- WHAT IS REQUIRED
Rewrite the part of the listing that opens with the line containing "the gold greek" and runs through the end of the listing, keeping every line, the request included. Scale each point coordinate in the answers by 1.95 and round to the nearest whole number, with halves rounded up.

- SUPPLIED DATA
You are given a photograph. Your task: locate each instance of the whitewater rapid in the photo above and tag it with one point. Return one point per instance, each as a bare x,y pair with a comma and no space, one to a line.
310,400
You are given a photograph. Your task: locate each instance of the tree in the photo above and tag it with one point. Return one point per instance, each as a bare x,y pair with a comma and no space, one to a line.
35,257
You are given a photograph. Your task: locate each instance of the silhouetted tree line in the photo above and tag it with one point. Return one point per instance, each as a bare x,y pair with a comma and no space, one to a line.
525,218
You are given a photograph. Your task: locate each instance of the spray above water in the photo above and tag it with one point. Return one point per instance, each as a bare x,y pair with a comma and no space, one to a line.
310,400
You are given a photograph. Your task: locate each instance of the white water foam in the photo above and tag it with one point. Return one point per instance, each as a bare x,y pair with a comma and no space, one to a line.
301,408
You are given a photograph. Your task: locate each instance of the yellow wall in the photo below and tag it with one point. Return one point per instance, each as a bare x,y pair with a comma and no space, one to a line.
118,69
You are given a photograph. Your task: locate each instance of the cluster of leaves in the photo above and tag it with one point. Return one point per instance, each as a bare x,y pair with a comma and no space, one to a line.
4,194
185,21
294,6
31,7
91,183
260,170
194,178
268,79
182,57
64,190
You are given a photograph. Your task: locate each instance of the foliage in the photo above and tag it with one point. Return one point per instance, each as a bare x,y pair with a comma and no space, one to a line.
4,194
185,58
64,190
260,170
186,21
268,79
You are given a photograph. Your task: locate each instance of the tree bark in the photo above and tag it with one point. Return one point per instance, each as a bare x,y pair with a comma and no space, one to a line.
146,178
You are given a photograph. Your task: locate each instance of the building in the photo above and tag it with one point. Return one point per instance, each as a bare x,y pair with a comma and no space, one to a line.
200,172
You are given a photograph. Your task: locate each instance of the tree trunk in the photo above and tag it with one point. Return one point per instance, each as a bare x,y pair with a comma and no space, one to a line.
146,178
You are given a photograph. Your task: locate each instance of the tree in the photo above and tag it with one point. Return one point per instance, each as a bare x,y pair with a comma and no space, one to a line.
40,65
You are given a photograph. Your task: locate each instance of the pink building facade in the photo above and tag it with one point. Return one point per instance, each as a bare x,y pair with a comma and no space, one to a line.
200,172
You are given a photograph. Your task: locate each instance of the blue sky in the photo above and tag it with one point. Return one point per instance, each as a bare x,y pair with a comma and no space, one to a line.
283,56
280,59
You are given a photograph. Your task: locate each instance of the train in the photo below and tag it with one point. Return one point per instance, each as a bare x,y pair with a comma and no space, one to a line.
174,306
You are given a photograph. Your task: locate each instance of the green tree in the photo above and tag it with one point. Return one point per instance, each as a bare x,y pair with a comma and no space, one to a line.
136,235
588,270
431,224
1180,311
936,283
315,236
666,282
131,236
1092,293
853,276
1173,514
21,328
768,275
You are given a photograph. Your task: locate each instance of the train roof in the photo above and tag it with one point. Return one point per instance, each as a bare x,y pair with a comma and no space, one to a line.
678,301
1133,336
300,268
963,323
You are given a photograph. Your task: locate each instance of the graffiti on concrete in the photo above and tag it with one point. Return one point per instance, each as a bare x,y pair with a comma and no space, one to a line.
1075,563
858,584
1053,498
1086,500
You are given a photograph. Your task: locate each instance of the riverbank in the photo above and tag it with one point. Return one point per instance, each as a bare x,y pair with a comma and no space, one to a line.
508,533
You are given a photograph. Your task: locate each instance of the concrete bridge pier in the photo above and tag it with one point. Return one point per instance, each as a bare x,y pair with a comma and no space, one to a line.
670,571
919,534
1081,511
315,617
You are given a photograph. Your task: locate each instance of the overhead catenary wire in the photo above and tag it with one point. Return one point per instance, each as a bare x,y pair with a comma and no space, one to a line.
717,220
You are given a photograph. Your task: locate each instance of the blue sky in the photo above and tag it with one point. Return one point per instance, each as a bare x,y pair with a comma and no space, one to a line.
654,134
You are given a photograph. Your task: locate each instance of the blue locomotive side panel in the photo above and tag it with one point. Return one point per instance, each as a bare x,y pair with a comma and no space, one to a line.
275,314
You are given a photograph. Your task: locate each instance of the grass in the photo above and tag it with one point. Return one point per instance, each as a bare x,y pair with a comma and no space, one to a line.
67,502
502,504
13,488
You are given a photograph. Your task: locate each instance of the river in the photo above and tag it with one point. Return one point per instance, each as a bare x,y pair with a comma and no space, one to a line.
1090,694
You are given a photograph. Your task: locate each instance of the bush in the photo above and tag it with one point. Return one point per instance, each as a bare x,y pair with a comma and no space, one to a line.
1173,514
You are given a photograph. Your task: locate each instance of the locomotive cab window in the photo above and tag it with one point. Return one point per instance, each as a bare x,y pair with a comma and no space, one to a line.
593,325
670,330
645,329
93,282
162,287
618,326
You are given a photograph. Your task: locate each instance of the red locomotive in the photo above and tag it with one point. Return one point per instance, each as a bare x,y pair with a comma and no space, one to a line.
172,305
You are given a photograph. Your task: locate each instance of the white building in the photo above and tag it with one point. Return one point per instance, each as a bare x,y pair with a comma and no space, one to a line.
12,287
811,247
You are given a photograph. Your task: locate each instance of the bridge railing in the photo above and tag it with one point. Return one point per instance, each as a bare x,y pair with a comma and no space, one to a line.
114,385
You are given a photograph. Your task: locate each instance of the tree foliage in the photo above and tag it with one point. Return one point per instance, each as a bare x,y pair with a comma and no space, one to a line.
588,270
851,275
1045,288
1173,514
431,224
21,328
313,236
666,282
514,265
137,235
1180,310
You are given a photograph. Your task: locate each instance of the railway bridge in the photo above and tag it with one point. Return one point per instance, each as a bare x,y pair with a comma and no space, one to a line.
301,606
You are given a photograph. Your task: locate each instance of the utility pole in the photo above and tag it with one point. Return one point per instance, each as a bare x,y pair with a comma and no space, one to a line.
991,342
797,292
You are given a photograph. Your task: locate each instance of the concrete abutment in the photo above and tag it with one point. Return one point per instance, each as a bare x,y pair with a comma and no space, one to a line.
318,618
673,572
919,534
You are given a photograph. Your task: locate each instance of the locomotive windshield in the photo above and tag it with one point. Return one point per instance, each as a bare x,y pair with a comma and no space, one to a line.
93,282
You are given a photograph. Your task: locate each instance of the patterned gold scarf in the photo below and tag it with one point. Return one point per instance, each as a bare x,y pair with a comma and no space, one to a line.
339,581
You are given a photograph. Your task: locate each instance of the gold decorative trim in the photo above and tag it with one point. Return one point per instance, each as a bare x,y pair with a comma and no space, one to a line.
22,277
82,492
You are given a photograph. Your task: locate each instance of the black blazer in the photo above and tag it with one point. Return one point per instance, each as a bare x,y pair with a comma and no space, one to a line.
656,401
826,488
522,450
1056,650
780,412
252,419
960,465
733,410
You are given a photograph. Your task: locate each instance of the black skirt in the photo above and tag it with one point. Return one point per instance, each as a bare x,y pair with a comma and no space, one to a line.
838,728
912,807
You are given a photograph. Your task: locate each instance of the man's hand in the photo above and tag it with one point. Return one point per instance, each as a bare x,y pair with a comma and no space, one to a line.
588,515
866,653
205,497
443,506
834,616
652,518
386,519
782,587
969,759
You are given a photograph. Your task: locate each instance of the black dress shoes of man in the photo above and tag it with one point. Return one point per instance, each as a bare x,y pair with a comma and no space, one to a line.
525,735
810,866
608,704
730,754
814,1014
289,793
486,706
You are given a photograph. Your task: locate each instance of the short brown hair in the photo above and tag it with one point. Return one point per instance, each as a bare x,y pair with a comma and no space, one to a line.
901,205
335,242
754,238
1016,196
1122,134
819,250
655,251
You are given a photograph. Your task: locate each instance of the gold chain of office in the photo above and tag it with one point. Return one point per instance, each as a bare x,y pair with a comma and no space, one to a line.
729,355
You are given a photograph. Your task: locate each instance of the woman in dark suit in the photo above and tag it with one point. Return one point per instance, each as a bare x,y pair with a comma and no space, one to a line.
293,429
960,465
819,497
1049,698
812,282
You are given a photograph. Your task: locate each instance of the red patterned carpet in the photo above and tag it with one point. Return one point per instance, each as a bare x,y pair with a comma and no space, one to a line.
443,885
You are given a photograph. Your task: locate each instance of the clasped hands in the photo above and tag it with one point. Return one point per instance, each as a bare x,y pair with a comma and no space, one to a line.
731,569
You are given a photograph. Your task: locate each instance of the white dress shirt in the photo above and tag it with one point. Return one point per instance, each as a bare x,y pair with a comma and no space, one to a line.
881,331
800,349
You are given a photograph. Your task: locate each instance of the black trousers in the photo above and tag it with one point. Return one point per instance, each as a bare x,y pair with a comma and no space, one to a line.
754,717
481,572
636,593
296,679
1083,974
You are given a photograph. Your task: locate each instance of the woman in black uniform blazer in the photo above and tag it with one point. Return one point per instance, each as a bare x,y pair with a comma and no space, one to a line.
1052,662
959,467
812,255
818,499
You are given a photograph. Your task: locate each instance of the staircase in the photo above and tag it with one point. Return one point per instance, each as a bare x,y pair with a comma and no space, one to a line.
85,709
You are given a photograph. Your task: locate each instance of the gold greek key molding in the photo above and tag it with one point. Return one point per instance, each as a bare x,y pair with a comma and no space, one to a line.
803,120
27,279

- OUTPUT FOR THIS EXERCISE
You are given a photograph. Your task: locate each instance of the gold greek key molding in the photo above and tag it with one point. Return one point per instance, each as a bare x,y pair with a comma and no space, one to a line.
1566,234
53,544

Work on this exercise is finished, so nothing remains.